Every record below, from the first line to the last, is to be set down again exactly.

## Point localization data
>>>
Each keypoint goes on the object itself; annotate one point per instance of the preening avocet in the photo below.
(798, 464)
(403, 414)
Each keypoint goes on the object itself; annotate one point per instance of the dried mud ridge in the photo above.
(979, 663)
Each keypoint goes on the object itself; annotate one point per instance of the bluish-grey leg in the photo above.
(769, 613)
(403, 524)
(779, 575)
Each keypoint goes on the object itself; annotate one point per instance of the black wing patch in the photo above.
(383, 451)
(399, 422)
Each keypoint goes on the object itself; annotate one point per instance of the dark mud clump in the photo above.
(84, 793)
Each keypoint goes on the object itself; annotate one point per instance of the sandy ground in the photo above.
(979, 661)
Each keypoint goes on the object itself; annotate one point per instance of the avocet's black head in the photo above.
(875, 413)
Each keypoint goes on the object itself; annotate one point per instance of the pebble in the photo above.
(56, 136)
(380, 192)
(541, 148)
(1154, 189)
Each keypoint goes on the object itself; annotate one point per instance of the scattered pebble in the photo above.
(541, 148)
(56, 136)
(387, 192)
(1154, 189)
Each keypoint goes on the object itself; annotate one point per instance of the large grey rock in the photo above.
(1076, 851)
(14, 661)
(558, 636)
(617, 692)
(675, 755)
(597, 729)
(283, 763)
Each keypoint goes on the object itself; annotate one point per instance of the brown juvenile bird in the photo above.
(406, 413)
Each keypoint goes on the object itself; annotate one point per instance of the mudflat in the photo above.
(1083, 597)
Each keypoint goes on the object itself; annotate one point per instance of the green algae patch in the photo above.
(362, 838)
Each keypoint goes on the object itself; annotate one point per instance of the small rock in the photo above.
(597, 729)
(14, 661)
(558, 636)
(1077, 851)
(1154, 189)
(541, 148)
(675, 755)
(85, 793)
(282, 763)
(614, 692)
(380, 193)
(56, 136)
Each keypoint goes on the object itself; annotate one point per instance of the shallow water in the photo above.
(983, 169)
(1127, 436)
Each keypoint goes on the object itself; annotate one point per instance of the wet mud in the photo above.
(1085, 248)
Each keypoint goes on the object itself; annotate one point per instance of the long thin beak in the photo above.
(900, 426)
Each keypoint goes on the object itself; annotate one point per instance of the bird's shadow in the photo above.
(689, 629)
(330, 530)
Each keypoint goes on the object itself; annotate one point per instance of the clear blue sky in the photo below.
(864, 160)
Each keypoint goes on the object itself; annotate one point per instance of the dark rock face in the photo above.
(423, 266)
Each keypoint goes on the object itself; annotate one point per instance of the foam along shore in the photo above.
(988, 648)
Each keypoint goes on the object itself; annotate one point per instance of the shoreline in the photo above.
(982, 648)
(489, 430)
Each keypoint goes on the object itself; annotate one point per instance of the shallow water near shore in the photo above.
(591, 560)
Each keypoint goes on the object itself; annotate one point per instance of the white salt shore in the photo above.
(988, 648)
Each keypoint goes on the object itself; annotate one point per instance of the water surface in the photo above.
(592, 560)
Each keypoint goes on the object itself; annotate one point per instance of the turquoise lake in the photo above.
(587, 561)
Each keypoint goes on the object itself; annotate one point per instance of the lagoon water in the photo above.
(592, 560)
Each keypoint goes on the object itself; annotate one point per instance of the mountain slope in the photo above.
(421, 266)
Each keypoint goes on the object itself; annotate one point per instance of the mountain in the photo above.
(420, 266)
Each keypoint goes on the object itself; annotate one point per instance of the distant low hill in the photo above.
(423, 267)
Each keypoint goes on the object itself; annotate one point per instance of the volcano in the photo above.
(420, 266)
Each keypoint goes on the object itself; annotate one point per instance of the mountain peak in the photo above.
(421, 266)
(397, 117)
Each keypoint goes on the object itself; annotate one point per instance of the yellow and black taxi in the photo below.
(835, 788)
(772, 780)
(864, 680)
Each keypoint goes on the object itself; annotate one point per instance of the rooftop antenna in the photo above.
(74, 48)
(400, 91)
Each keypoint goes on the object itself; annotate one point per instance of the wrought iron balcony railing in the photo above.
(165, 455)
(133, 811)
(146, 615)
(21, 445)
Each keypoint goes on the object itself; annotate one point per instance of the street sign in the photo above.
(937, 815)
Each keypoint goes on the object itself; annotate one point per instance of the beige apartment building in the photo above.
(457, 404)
<<<
## REPLY
Each keypoint goes on the object itself; annotate one point per instance of the preening avocet in the photo below.
(798, 464)
(403, 414)
Each keypoint goes on the object itself; annotate one point per instance of the dried mud ridge in the photo above.
(979, 663)
Each keypoint goes on the object itself; annotate one point per instance of the bluish-grey leg in the photo above.
(769, 613)
(403, 524)
(779, 575)
Each keypoint goes on the object itself; annotate one point per instance of the black wing patch in the photo above.
(383, 451)
(399, 422)
Each keypoint goes on the object itself; annotate one point per instance of the dark mud clump in the photo above.
(84, 793)
Each keypoint goes on the object itself; annotate one point per instance of the sandy ground in the photo above.
(979, 661)
Each keypoint goes on the object itself; annotate one point per instance of the avocet's black head in the photo above.
(875, 413)
Each keypoint goes on the object itself; annotate one point per instance of the pebble in the photo above.
(56, 136)
(380, 192)
(541, 148)
(1154, 189)
Each keypoint goes on the object itself; annotate one point per instance of the scattered pebble in the photo above.
(541, 148)
(56, 136)
(387, 192)
(1154, 189)
Each keypoint goes on the object itself; annotate one point per instance of the large grey rock in the photo above.
(1076, 851)
(14, 661)
(558, 636)
(617, 692)
(675, 755)
(597, 729)
(283, 763)
Each keypoint goes on the object itself; annotate one point per instance of the brown juvenile bird in the photo above.
(406, 413)
Each keypoint goes on the object itself; annotate one point per instance of the mudflat in the photo above.
(1083, 597)
Each keypoint goes on the object itself; annotate one point per instance of the green algae patch in the photo above.
(362, 838)
Each keypoint goes on the object itself; annotate one point per instance of the small rock in the photo above.
(597, 729)
(14, 661)
(558, 636)
(1077, 851)
(1154, 189)
(541, 148)
(675, 755)
(85, 793)
(282, 763)
(614, 692)
(380, 193)
(56, 136)
Each keypoint goes on the object itself; annotate one point per instance of the shallow water in the photo above.
(983, 169)
(1127, 436)
Each keypoint goes on the object itself; annotate one point per instance of the wet mud in the photo above.
(1085, 248)
Each keypoint goes on the object itself; annotate one point per instance of the long thin beak in the photo above.
(900, 426)
Each keypoint goes on the object itself; annotate one point per instance of the bird's shadow in the photo above.
(689, 629)
(330, 530)
Each keypoint goes on the object itself; annotate one point per instance of the clear blue sky in the photo below.
(864, 160)
Each keypoint goes on the object itself; annotate one point per instance of the dark rock face in the photo above.
(423, 266)
Each keypoint goes on the object itself; annotate one point per instance of the foam along shore in the photo above.
(988, 648)
Each keypoint goes on the object itself; annotate one point per instance of the shoreline in the photo above.
(982, 648)
(489, 430)
Each keypoint goes on the object itself; annotate one point per instance of the shallow water near shore in the photo above.
(591, 560)
Each keypoint goes on the object itself; annotate one point per instance of the white salt shore in the photo above.
(988, 648)
Each keypoint goes on the object itself; annotate one point per instance of the water surface in the photo above.
(592, 560)
Each keypoint goes on the object itself; annotate one point per instance of the turquoise lake in the photo above.
(587, 561)
Each keypoint goes on the object itself; annotate one point per instance of the lagoon water in the photo above.
(592, 560)
Each keypoint goes on the object itself; annotate one point per instance of the mountain slope in the photo above.
(421, 266)
Each keypoint goes on the object itself; annotate one point per instance of the mountain in the photo above.
(420, 266)
Each keypoint goes on the object itself; annotate one point per instance of the distant low hill in the photo above.
(423, 267)
Each keypoint goes on the object itself; annotate one point per instance of the volcano in the photo above.
(420, 266)
Each keypoint goes on the object itself; annotate one point per instance of the mountain peak in the photo above.
(421, 266)
(397, 117)
Each keypoint goes on the object itself; annotate one point per instance of the yellow and black taxi in the photo below.
(835, 788)
(772, 780)
(864, 680)
Each keypoint goes on the object itself; annotate one point per instance of the rooftop antenna in the photo above.
(74, 48)
(400, 91)
Each keypoint goes on the object itself; annotate one point per instance of the wrought iron balcony railing in the photo above.
(165, 455)
(133, 811)
(146, 615)
(21, 445)
Each keypoint goes on the object itself; annotate one point per instance of the street sign in the photo above.
(937, 815)
Each keypoint goes on the object itself; annotate one point per instance of the beige apartment building in the photo above.
(457, 404)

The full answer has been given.